**TASK INSTRUCTIONS**: Please write out the data exactly, line by line.

(Dataset entries)
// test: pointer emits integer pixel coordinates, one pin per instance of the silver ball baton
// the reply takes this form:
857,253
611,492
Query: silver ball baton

**RESPONSE AREA**:
// test: pointer emits integer pixel coordinates, one pin per instance of the silver ball baton
// the reply takes this form:
857,253
611,492
Query: silver ball baton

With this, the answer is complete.